__Richiesta__:
Per favore, estrai da tutti i record le righe di testo e riportale identiche, lasciando fuori dalla risposta le immagini.

__Estratti dei record__:
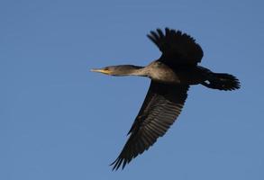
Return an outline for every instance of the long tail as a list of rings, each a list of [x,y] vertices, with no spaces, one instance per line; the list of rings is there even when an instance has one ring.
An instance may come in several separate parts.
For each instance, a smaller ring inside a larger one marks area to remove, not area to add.
[[[202,83],[203,86],[224,91],[232,91],[241,87],[240,81],[232,75],[225,73],[210,72],[207,81]]]

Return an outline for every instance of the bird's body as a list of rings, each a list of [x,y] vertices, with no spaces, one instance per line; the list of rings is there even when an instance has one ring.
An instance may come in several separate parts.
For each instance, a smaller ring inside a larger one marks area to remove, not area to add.
[[[92,69],[112,76],[139,76],[151,79],[144,103],[129,130],[130,137],[112,164],[113,169],[121,166],[123,168],[166,133],[179,115],[190,86],[201,84],[225,91],[240,88],[235,76],[214,73],[197,66],[203,58],[203,50],[187,34],[166,28],[165,33],[157,29],[148,37],[162,52],[161,57],[150,65],[119,65]]]

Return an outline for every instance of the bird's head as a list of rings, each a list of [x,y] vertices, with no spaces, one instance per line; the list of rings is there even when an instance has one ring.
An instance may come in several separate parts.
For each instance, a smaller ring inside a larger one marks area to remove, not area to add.
[[[139,70],[142,67],[133,65],[118,65],[109,66],[103,68],[92,68],[91,71],[111,76],[130,76],[138,75]]]

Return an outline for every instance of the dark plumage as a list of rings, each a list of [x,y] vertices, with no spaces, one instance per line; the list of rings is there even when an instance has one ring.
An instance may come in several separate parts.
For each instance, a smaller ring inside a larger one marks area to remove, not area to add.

__In risposta__:
Return an outline for every instance of the long tail as a list of rings, each a list of [x,y] vertices, with no spaces, one instance per line; the list of rings is there even when an instance has one ring.
An instance may come in several separate parts.
For each instance, a smaller ring inside a larger one marks area to remove, not area to add.
[[[202,83],[203,86],[224,91],[232,91],[241,87],[240,81],[232,75],[225,73],[210,72],[207,81]]]

Return an outline for every instance of the bird's body as a list of rings, each a list of [x,y] vertices, with no spaces, one instance per line; the list of rings is there even when an instance has one ring.
An instance may come in several separate parts.
For each instance, a smaller ring inside a larger one marks area to remove, not area to add.
[[[92,69],[112,76],[139,76],[151,79],[144,103],[129,130],[130,137],[112,164],[113,169],[121,166],[123,168],[166,133],[179,115],[190,86],[201,84],[225,91],[240,88],[235,76],[214,73],[197,66],[203,58],[203,50],[187,34],[166,28],[165,33],[157,29],[148,37],[162,52],[161,57],[150,65],[119,65]]]

Return an outline for every instance of the bird's head as a list of rings, each a list of [x,y] vertices, with no spaces, one instance per line; the list of rings is there even when an instance has one ring.
An instance may come in several separate parts.
For each instance, a smaller ring inside a larger one marks area to remove, not area to add.
[[[139,70],[142,67],[133,65],[118,65],[109,66],[103,68],[92,68],[91,71],[111,76],[130,76],[138,75]]]

Return an outline for every instance of the dark plumage as a list of rings, each a list of [x,y] vertices, with no spaces, one instance per line; the list of rings is there even when an instance has one ring.
An instance may come in several separate parts.
For each instance, a smaller ring inside a larger one marks area to remove, not area to add.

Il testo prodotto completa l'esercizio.